> **Extracted records**:

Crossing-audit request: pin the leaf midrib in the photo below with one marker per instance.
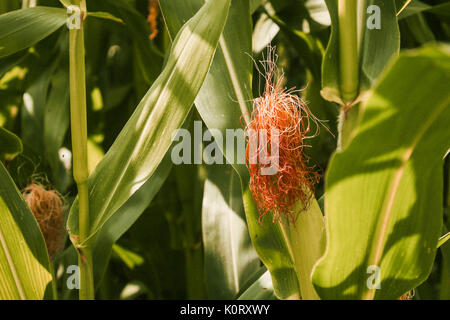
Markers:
(11, 265)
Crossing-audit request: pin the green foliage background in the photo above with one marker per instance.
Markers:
(183, 234)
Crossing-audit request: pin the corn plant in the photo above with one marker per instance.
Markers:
(224, 149)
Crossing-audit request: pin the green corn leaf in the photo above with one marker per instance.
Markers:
(21, 29)
(105, 16)
(10, 145)
(375, 48)
(147, 136)
(230, 260)
(383, 198)
(24, 262)
(261, 289)
(223, 99)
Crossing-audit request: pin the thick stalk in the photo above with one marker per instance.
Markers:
(348, 122)
(348, 49)
(78, 121)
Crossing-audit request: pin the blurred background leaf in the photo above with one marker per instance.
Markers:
(381, 189)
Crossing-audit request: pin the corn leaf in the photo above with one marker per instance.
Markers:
(21, 29)
(383, 198)
(10, 144)
(24, 262)
(230, 260)
(375, 49)
(147, 136)
(222, 101)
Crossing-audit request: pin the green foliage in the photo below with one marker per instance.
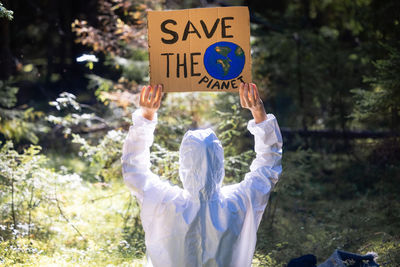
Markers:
(379, 107)
(5, 13)
(18, 123)
(103, 157)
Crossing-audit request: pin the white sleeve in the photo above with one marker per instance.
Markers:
(266, 167)
(136, 155)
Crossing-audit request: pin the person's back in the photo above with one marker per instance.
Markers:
(202, 224)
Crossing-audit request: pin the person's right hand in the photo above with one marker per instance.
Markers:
(250, 99)
(150, 100)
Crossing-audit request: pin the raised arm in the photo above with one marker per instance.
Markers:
(266, 167)
(136, 149)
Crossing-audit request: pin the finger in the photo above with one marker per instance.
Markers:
(141, 101)
(241, 89)
(246, 95)
(153, 93)
(256, 93)
(146, 94)
(251, 94)
(156, 95)
(160, 95)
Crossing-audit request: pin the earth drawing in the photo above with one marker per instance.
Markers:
(224, 60)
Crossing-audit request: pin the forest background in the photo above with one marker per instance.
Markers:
(329, 70)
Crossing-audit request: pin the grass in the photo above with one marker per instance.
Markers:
(314, 209)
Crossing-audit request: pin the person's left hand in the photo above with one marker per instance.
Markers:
(150, 100)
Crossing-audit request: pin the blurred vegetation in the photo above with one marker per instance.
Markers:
(329, 71)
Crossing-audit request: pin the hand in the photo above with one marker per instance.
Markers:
(250, 99)
(150, 100)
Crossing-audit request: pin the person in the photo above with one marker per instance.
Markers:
(203, 223)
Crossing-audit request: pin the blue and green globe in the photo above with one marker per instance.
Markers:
(224, 60)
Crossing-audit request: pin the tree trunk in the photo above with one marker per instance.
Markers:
(6, 58)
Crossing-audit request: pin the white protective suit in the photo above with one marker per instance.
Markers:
(203, 224)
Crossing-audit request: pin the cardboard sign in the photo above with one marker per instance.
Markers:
(204, 49)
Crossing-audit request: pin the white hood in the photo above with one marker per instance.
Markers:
(201, 159)
(204, 224)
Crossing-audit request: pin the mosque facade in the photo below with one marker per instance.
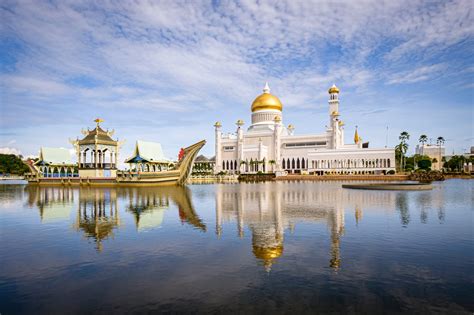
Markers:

> **Task description**:
Restate the listing word for word and drop the pictures.

> **Output for this exercise**:
Crossing-audit request: pin the leaf midrib in the photo below with one marker per instance.
Markers:
(11, 265)
Crossing-audit request: pin the green foliage background in the photo above with one marker per instance.
Markers:
(183, 234)
Crossing-audit request: pin the corn plant in the photo above with one marker per instance.
Markers:
(224, 149)
Crossing-audit request: pin the green corn leaf in the photo above with one marker per instance.
Markers:
(21, 29)
(105, 16)
(10, 145)
(375, 48)
(147, 136)
(230, 260)
(383, 198)
(24, 262)
(261, 289)
(223, 99)
Crossing-audit request: pin the thick stalk in the photo above with one marker per instance.
Markers:
(348, 122)
(348, 49)
(78, 121)
Crossing-audit request: pin the blurred background leaf in the photo above with one marker per instance.
Markers:
(381, 189)
Crossing-audit request: pin the corn leaf in the photo above with one marker per instance.
Markers:
(21, 29)
(383, 198)
(10, 144)
(24, 262)
(230, 260)
(375, 49)
(147, 136)
(222, 101)
Crossing-audit request: pin the green foliage in the photo below with one marker per instance.
Markers:
(379, 107)
(5, 13)
(18, 123)
(103, 157)
Crossing-audit request: pin the white sleeve in the photo above with one marker per instance.
Markers:
(266, 167)
(136, 155)
Crossing-audit request: pin the person's back in the photo above with one marker per instance.
Markers:
(202, 224)
Crossing-audit request: pin the person's right hand in the photo above with one marker per instance.
Markers:
(250, 99)
(150, 100)
Crossing-audit request: pin the raised arm in the photo above with one marker per instance.
Markers:
(266, 167)
(136, 149)
Crossing-audit request: pin the finger in the photo above with one marker per instance.
Markers:
(141, 101)
(241, 89)
(246, 95)
(153, 93)
(256, 93)
(146, 94)
(251, 94)
(156, 95)
(160, 95)
Crossing-audit request: pin the earth drawing in the photo above with one marker per instance.
Markers:
(224, 60)
Crossing-audit request: pin the forest background in the photo above with one marker per instance.
Markers:
(329, 70)
Crossing-audit request: pin the grass in the photo above with one marker per instance.
Markers:
(314, 209)
Crossing-audit request: pin the person's left hand in the photo above with one marker per instance.
Markers:
(150, 100)
Crossing-audit request: pin the blurred vegetation in the photo above with one marker per instance.
Markers:
(329, 71)
Crossing-audit request: pin the hand in the photo above with one marker per instance.
Markers:
(250, 99)
(150, 100)
Crossing-audit request: pin the person in the photo above with one marker per instance.
Markers:
(203, 223)
Crossing-audit request: pin the blue and green globe in the photo above with one marker per instance.
Markers:
(224, 60)
Crossing-audit request: pin the tree trunk in the photo above with one marker per instance.
Markers:
(6, 58)
Crossing-audit request: pin the white protective suit in the photo above with one marker per instance.
Markers:
(203, 224)
Crossing-audit request: pin the cardboard sign in the photo above with one marker per instance.
Markers:
(204, 49)
Crossing-audit request: pin the white hood in the photo above with one marker per instance.
Markers:
(201, 159)
(204, 224)
Crossing-audit request: pin the mosque facade in the photo below with one marker per instance.
Markers:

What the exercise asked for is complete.